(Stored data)
»»
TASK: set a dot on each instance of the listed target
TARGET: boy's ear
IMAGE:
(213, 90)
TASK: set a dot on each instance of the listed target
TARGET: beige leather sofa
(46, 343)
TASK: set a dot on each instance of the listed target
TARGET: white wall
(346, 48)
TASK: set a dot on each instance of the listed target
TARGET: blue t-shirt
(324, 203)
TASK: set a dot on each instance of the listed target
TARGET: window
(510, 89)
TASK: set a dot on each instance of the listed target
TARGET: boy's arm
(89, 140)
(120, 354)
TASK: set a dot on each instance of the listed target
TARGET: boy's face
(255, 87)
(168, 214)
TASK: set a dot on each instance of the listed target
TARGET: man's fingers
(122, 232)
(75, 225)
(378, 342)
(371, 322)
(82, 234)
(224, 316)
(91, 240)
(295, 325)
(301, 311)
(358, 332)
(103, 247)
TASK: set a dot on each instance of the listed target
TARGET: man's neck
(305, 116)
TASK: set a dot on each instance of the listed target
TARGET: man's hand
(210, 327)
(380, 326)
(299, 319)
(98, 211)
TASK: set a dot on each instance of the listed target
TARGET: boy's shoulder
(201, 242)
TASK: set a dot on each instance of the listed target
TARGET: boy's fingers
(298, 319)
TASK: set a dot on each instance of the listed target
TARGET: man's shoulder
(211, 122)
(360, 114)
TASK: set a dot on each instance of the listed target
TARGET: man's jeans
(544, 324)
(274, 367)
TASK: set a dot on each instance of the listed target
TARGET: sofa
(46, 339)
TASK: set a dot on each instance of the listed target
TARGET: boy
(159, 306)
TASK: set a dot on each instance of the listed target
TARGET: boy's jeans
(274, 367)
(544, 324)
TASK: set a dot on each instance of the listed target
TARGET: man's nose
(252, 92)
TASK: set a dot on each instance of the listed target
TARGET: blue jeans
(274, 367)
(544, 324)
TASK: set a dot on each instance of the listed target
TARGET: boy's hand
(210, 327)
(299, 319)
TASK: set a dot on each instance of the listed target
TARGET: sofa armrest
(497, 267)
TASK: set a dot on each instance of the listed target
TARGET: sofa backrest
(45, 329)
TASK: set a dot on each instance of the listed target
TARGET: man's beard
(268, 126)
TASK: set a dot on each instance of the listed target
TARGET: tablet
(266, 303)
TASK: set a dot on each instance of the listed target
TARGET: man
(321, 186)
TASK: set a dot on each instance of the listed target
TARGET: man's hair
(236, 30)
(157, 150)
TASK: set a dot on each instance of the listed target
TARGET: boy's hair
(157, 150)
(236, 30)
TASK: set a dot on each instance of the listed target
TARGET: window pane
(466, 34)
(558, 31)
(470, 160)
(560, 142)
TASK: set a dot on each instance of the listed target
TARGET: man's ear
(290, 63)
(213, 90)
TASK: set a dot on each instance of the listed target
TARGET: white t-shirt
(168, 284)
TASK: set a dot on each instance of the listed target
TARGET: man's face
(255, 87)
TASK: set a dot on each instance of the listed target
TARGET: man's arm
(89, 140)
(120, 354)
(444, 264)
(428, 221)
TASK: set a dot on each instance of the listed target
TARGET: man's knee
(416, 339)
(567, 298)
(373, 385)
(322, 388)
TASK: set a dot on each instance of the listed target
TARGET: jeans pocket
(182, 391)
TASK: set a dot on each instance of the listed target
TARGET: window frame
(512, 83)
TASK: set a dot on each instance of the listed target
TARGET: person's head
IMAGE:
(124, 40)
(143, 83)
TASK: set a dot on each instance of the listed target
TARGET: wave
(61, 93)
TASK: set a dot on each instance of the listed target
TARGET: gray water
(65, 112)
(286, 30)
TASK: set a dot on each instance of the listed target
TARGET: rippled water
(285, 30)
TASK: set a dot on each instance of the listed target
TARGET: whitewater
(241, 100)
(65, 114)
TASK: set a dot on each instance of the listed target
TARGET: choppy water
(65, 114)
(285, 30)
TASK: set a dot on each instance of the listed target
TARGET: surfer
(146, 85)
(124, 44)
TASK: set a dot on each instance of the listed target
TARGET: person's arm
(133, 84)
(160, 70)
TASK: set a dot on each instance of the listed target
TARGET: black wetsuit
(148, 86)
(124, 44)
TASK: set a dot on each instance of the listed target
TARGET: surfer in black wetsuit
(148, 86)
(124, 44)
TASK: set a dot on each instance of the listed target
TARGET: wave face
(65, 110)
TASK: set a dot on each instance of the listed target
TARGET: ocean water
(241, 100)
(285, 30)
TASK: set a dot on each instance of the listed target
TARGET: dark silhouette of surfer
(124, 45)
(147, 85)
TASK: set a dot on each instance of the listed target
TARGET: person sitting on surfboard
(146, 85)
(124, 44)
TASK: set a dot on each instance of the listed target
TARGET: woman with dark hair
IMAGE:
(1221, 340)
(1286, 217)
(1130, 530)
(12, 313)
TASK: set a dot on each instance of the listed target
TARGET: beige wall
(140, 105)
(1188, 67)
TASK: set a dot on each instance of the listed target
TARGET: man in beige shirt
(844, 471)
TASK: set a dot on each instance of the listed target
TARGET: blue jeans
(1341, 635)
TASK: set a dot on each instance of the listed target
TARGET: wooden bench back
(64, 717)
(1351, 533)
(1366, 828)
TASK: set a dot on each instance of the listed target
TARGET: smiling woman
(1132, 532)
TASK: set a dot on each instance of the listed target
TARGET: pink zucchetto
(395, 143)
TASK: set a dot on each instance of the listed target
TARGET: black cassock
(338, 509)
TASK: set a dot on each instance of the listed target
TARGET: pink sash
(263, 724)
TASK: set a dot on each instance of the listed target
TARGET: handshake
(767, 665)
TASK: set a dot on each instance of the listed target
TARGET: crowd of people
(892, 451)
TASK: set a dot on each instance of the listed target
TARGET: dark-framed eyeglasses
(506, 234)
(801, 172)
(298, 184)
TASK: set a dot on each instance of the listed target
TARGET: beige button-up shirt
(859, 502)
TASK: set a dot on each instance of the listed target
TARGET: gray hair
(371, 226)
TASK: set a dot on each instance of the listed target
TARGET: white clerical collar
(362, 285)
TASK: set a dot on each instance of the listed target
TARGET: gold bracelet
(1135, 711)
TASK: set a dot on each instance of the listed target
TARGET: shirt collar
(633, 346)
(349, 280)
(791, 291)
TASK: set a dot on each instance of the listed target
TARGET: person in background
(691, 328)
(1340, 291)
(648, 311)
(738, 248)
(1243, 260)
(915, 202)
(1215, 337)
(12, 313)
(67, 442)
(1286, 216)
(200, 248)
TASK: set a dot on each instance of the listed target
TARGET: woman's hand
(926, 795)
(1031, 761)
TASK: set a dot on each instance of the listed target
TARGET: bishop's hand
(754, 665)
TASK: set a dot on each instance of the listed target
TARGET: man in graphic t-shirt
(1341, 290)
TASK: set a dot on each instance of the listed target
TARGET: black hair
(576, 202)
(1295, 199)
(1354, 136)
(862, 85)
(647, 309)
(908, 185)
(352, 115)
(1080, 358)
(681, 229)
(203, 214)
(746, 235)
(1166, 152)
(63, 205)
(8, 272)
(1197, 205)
««
● To do
Please set down each line of the records exactly as given.

● The result
TASK: set a dot on each instance of the listed target
TARGET: boy's ear
IMAGE:
(213, 90)
TASK: set a dot on each instance of the listed target
TARGET: beige leather sofa
(46, 343)
TASK: set a dot on each instance of the listed target
TARGET: white wall
(346, 48)
TASK: set a dot on each instance of the listed target
TARGET: blue t-shirt
(324, 203)
TASK: set a dot on each instance of the listed target
TARGET: window
(510, 89)
TASK: set a dot on each instance of the listed target
TARGET: boy's arm
(89, 140)
(120, 354)
TASK: set a dot on each instance of the listed target
TARGET: boy's face
(255, 87)
(168, 214)
TASK: set a dot on each instance of the listed target
TARGET: man's fingers
(122, 232)
(75, 225)
(378, 342)
(371, 322)
(82, 234)
(224, 316)
(91, 240)
(295, 325)
(301, 311)
(358, 332)
(103, 247)
TASK: set a dot on each instance of the listed target
TARGET: man's neck
(305, 116)
TASK: set a dot on each instance of the listed target
TARGET: man's hand
(210, 327)
(380, 326)
(299, 319)
(98, 211)
TASK: set a dot on each instance of the listed target
TARGET: boy's shoulder
(201, 242)
TASK: set a dot on each instance of the listed target
TARGET: boy's fingers
(298, 319)
TASK: set a dot on each instance of the listed target
TARGET: man's shoulder
(211, 122)
(360, 114)
TASK: set a dot on each instance of the listed target
TARGET: man's jeans
(544, 324)
(274, 367)
TASK: set a dot on each instance of the listed target
TARGET: sofa
(46, 339)
TASK: set a dot on each instance of the listed target
TARGET: boy
(159, 306)
TASK: set a dot on each instance of the listed target
TARGET: boy's jeans
(274, 367)
(544, 324)
TASK: set a dot on each instance of the listed target
TARGET: man's nose
(252, 92)
TASK: set a dot on each instance of the listed target
TARGET: blue jeans
(274, 367)
(544, 324)
TASK: set a dot on each instance of the listed target
TARGET: boy's hand
(210, 327)
(299, 319)
TASK: set a dot on each instance of the listed target
TARGET: sofa armrest
(497, 267)
TASK: set a dot on each instance of the listed target
TARGET: sofa backrest
(45, 329)
TASK: set a dot on each instance of the listed target
TARGET: man's beard
(268, 126)
TASK: set a dot on each instance of the listed target
TARGET: tablet
(266, 303)
TASK: set a dot on each instance of the listed target
TARGET: man
(321, 186)
TASK: set a dot on each instance of the listed target
TARGET: man's hair
(236, 30)
(157, 150)
TASK: set a dot on each instance of the listed target
TARGET: boy's hair
(157, 150)
(236, 30)
TASK: set a dot on each instance of the listed target
TARGET: window pane
(466, 34)
(558, 31)
(470, 160)
(560, 142)
TASK: set a dot on each instance of the listed target
TARGET: man's ear
(290, 63)
(213, 90)
TASK: set a dot on each instance of the listed target
TARGET: white t-shirt
(168, 284)
TASK: set a dot on each instance of the listed target
TARGET: man's face
(255, 87)
TASK: set a dot on each instance of the listed target
TARGET: man's arm
(89, 140)
(120, 354)
(444, 264)
(428, 221)
TASK: set a dot on each instance of the listed target
TARGET: man's knee
(416, 339)
(567, 298)
(373, 385)
(322, 388)
TASK: set a dot on each instance of the listed target
TARGET: jeans pocket
(182, 391)
TASK: set a dot on each instance of the listed target
TARGET: window frame
(512, 83)
TASK: set a dot on each instance of the listed target
TARGET: person's head
IMAGE:
(124, 40)
(143, 83)
TASK: set a dot on each instance of the listed target
TARGET: wave
(61, 93)
TASK: set a dot on each instance of the listed target
TARGET: gray water
(65, 112)
(286, 30)
TASK: set a dot on each instance of the listed target
TARGET: rippled water
(285, 30)
TASK: set a dot on each instance of the listed target
TARGET: whitewater
(241, 100)
(65, 114)
TASK: set a dot on each instance of the listed target
TARGET: choppy water
(65, 114)
(285, 30)
TASK: set a dot on each instance of the listed target
TARGET: surfer
(146, 85)
(124, 44)
TASK: set a dot on each instance of the listed target
TARGET: person's arm
(133, 84)
(160, 70)
TASK: set a dot on each instance of the listed target
TARGET: black wetsuit
(148, 86)
(124, 44)
TASK: set a dot on each instance of the listed target
TARGET: surfer in black wetsuit
(148, 86)
(124, 44)
TASK: set a dot on each instance of the listed target
TARGET: wave face
(65, 110)
TASK: set a dot on each instance of the listed target
TARGET: ocean water
(241, 100)
(285, 30)
TASK: set a dot on each instance of the listed target
TARGET: dark silhouette of surfer
(124, 45)
(147, 85)
TASK: set a dot on each instance of the listed target
TARGET: person sitting on surfboard
(146, 85)
(124, 44)
TASK: set a dot on each instance of the listed target
TARGET: woman with dark hair
IMAGE:
(1221, 340)
(1286, 217)
(1130, 530)
(12, 313)
TASK: set a dot on each instance of the listed target
TARGET: beige wall
(140, 105)
(1188, 67)
TASK: set a dot on each instance of the listed target
TARGET: man in beige shirt
(844, 471)
TASK: set a dot on each instance of the listed target
TARGET: blue jeans
(1341, 635)
TASK: set a dot on each instance of the listed target
TARGET: wooden bench back
(64, 717)
(1351, 533)
(1366, 828)
TASK: set a dot on each instance of the listed target
TARGET: smiling woman
(1132, 532)
TASK: set a dot on each instance of the listed target
TARGET: pink zucchetto
(395, 143)
TASK: set a dot on each instance of the listed target
TARGET: black cassock
(338, 509)
TASK: set a dot on each instance of the listed target
TARGET: pink sash
(263, 724)
TASK: set a dot on each instance of the listed target
TARGET: handshake
(767, 665)
TASK: set a dot on each instance of the listed target
TARGET: crowd of people
(892, 451)
TASK: set a dot on each instance of the listed target
TARGET: dark-framed eyeglasses
(506, 234)
(801, 172)
(298, 184)
TASK: set a dot on each instance of the listed target
TARGET: beige button-up shirt
(859, 502)
TASK: set a dot on each instance of the listed target
TARGET: gray hair
(371, 226)
TASK: set a dot on each instance of the listed target
TARGET: white clerical collar
(362, 285)
TASK: set a dot on each instance of the listed target
TARGET: gold bracelet
(1135, 711)
TASK: set a dot on each instance of the listed target
TARGET: shirt collar
(633, 346)
(349, 280)
(791, 291)
TASK: set a dot on each instance of the listed target
TARGET: person in background
(691, 328)
(1340, 291)
(648, 311)
(738, 248)
(1243, 260)
(915, 202)
(1215, 337)
(12, 313)
(67, 442)
(1286, 216)
(200, 248)
TASK: set a dot on each instance of the listed target
TARGET: woman's hand
(926, 795)
(1031, 761)
TASK: set a dot on each instance of the listed target
TARGET: bishop's hand
(754, 665)
TASK: set a dot on each instance of the listed target
TARGET: man in graphic t-shirt
(1341, 290)
TASK: set a dot on each instance of the listed target
TARGET: black hair
(576, 202)
(1295, 199)
(1354, 136)
(862, 85)
(647, 309)
(908, 185)
(352, 115)
(1080, 358)
(681, 229)
(203, 214)
(746, 235)
(1166, 152)
(63, 205)
(8, 272)
(1197, 205)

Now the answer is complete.